### Rows from a pointing dataset
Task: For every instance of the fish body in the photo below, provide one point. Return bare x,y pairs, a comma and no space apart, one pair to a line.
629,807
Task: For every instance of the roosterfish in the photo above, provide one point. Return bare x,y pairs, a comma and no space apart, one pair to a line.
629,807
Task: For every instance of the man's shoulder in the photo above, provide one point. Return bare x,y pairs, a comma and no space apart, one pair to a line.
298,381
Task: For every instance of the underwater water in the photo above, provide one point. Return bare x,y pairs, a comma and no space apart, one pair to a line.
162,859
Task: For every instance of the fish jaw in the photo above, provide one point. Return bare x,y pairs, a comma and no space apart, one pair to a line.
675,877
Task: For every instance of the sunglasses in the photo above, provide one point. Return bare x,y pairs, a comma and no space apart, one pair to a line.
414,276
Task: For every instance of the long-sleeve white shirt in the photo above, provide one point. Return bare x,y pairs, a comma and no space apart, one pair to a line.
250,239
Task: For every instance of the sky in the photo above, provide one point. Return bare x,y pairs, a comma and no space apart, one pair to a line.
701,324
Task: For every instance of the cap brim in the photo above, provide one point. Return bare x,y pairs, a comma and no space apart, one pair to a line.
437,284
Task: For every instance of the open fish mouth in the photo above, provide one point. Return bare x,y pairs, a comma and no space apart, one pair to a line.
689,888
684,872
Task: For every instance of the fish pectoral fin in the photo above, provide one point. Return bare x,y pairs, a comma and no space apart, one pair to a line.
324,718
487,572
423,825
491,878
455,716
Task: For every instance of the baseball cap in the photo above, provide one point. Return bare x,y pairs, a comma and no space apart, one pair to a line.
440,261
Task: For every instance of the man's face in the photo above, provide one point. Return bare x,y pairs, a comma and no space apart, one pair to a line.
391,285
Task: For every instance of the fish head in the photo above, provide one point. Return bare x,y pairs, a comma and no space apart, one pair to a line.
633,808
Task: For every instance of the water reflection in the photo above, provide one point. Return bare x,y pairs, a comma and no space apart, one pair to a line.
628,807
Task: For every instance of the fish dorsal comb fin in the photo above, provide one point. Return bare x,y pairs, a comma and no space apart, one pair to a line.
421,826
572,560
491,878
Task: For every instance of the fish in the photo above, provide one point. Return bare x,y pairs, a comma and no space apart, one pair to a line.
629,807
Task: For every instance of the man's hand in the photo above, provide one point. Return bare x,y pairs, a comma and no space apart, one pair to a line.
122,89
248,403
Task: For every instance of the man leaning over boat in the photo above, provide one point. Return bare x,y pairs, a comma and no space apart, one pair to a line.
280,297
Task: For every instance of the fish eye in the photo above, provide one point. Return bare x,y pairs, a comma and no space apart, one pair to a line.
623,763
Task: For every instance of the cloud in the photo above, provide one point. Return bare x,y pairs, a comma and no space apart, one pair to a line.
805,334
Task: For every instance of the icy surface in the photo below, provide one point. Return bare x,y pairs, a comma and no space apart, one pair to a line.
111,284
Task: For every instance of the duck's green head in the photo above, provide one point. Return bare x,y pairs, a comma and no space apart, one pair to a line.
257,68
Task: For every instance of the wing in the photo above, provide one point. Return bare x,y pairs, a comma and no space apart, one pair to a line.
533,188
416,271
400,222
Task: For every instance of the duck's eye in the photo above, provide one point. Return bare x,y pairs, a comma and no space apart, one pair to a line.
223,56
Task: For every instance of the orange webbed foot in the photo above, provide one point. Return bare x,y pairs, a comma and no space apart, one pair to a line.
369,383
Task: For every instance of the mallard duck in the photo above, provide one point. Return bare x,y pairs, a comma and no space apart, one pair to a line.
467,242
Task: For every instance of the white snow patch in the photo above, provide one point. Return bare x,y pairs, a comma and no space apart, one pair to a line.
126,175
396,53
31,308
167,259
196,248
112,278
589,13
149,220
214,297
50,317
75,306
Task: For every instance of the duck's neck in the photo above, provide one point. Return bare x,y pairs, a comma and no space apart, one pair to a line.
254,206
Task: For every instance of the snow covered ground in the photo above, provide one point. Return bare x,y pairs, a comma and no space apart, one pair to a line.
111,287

### WHAT IS NEEDED
Reproduce, word for word, only the lines from the one that contains "Task: For every instance of the icy" through the final line.

### SOLUTION TO THIS PROBLEM
Task: For every instance of the icy surface in the photo below, provide one point. Return bare x,y pairs, a comma and no space apart, one pair to a line.
111,284
Task: For every instance of the duck's green head in the photo above, provide one point. Return bare x,y pairs, a comma and no space apart, one pair to a line.
257,68
Task: For every instance of the wing in the photo above, provide one point. Return bare x,y pairs, a comma and no space apart, one pair to a line.
533,188
416,271
400,222
Task: For every instance of the duck's eye in the photo above, provide one point. Return bare x,y pairs, a comma and no space apart, one pair to a line.
223,56
Task: For every instance of the orange webbed foot in the photo above, provide one point. Return bare x,y pairs, a comma and no space apart, one pair to a line.
369,383
Task: For every instance of the mallard duck in the photo above, provide one point. Return bare x,y pairs, a comma and no space apart, one pair to a line.
467,242
Task: For every instance of the white snow patch in the photo above, provide one point. Return bare x,y pairs, a comma and no space apart, one pair to a line.
126,175
396,53
31,308
167,259
196,248
112,278
589,13
149,220
214,297
50,317
75,306
Task: For every instance of the duck's neck in the photo above, provide one point. Return bare x,y pairs, a comma and no space apart, one pair to a line.
254,206
Task: For every instance of the snow covered ground in the photo above, provide one point. Return bare x,y pairs, a comma and no space apart, one pair to a line.
111,287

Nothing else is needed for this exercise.